__Work to do__.
Give a verbatim repeat of the lines that run from the line containing "Where can you spot the lamp" to the end of the data below.

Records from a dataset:
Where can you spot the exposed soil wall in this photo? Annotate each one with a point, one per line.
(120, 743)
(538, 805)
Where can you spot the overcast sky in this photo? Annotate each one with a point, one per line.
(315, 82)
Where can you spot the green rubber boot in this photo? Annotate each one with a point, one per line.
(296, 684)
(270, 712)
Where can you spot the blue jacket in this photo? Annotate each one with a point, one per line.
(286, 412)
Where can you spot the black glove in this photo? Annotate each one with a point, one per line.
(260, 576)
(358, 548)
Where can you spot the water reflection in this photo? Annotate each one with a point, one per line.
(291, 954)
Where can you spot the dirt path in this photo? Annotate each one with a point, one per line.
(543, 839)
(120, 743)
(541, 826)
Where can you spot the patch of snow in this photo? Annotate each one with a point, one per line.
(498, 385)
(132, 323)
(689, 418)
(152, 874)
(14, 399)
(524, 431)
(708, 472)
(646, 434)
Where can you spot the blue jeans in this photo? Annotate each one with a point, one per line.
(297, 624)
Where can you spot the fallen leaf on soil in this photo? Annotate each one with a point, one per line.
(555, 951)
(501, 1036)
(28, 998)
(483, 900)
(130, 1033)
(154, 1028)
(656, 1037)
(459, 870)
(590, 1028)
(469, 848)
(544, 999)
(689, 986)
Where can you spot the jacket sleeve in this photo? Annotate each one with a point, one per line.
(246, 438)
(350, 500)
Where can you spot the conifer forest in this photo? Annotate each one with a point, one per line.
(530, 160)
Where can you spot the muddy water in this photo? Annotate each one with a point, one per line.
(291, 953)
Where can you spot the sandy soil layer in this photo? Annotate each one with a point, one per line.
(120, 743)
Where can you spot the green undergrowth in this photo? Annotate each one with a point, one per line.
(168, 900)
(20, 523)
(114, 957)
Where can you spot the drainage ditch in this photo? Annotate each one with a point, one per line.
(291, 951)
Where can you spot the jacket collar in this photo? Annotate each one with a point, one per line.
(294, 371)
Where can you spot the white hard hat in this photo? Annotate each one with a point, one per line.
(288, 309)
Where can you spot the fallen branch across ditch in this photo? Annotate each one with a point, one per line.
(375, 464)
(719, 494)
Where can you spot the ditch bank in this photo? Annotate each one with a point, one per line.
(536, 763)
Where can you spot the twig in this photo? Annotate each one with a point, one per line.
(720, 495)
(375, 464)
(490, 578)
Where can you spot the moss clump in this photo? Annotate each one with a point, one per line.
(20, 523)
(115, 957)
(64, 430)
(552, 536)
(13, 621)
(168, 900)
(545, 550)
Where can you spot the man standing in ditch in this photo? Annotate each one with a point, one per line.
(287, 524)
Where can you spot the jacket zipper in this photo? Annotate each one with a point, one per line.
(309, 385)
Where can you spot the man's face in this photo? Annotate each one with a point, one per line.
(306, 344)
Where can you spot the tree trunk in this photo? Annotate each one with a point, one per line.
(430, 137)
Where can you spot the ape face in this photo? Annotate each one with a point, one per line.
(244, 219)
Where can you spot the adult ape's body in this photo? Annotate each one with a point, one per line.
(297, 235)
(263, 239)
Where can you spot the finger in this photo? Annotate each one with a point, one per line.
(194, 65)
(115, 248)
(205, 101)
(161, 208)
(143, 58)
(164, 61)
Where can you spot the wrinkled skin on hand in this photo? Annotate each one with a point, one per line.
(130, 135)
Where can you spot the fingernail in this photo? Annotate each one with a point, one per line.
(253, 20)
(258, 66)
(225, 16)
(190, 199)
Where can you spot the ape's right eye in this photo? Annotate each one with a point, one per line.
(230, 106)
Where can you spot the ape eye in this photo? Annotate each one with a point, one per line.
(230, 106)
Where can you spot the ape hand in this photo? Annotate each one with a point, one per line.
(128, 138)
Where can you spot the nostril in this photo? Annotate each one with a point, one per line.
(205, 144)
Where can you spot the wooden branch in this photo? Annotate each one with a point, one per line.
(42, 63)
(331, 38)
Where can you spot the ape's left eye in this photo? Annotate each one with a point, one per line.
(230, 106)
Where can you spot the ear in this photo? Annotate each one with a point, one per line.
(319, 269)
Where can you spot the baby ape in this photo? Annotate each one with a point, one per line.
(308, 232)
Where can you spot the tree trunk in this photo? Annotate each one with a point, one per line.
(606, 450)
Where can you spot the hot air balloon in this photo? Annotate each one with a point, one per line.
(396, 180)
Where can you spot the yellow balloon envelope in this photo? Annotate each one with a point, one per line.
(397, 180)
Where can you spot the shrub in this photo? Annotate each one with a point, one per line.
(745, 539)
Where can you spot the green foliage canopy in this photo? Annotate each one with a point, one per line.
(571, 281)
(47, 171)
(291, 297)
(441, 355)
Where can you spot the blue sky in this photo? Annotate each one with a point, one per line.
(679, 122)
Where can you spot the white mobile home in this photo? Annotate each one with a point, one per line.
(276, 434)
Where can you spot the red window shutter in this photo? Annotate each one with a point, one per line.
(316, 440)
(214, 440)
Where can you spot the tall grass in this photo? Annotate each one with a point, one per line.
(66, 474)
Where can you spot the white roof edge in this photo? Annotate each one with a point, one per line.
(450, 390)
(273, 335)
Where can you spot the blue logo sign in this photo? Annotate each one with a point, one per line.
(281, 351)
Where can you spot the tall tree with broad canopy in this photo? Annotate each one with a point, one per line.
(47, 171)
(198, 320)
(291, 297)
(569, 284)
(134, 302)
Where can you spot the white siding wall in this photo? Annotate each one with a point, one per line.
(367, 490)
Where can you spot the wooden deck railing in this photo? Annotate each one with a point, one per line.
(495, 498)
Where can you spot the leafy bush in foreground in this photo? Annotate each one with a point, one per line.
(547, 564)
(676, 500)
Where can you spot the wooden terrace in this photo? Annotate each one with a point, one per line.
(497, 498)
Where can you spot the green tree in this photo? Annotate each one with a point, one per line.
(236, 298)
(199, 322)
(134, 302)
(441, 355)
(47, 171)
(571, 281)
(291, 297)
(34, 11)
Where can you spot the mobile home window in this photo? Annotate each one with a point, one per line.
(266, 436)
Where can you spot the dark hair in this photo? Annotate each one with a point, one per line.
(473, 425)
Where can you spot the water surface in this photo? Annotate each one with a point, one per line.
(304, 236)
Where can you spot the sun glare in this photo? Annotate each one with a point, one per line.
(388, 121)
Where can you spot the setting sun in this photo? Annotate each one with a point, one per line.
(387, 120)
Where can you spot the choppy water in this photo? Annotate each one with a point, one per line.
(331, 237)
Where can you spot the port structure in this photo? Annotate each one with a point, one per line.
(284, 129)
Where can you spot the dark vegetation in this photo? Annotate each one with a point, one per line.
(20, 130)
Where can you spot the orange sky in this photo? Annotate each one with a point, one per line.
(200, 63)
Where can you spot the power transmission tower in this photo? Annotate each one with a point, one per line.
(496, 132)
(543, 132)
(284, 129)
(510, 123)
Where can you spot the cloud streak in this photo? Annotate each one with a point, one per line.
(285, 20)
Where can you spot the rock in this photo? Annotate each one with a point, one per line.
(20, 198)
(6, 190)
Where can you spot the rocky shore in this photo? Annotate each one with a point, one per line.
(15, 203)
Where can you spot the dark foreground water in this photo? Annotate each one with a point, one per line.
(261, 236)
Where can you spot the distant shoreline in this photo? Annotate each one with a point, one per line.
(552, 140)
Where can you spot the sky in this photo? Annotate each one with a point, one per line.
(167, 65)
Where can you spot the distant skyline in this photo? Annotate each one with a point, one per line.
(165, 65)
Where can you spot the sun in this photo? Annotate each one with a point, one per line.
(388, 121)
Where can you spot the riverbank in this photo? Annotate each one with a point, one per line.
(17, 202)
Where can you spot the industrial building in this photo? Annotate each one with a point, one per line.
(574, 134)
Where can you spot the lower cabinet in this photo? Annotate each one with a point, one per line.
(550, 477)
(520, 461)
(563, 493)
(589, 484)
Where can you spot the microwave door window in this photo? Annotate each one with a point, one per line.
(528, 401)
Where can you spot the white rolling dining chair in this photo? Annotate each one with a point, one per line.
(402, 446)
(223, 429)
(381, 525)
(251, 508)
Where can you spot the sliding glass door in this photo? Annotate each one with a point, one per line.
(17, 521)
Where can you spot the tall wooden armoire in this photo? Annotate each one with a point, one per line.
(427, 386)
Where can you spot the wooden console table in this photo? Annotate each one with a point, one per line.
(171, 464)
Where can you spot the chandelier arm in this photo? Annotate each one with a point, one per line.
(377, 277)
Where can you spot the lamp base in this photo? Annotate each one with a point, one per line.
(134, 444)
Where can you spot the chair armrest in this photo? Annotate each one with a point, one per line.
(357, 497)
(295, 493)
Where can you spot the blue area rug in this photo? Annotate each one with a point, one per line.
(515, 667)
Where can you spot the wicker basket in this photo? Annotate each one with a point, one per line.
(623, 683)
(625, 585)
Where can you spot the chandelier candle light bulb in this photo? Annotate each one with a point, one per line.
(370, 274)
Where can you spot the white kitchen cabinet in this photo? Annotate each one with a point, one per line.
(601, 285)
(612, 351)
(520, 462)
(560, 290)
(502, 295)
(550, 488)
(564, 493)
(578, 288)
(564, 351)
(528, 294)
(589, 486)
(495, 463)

__Response to the exercise__.
Where can you spot the lamp base in this photo? Annotate each one with a point, one per line.
(134, 444)
Where can you spot the chair armrest in this photo? Annotate each one with a point, one per line.
(357, 497)
(295, 493)
Where can you spot the blue area rug in this photo? Annotate each one with a point, one per line.
(515, 667)
Where can you spot the wicker basket in this photo? Annotate each one with a point, one per line.
(623, 683)
(625, 585)
Where can you spot the chandelier candle light bulb in this photo? Annotate each one with a point, one per line.
(370, 274)
Where can you spot the white kitchen cabinet in this photo? Annotate each one with a point, one per line.
(601, 285)
(612, 351)
(520, 462)
(560, 290)
(502, 295)
(550, 488)
(564, 493)
(578, 288)
(564, 351)
(528, 294)
(589, 486)
(495, 463)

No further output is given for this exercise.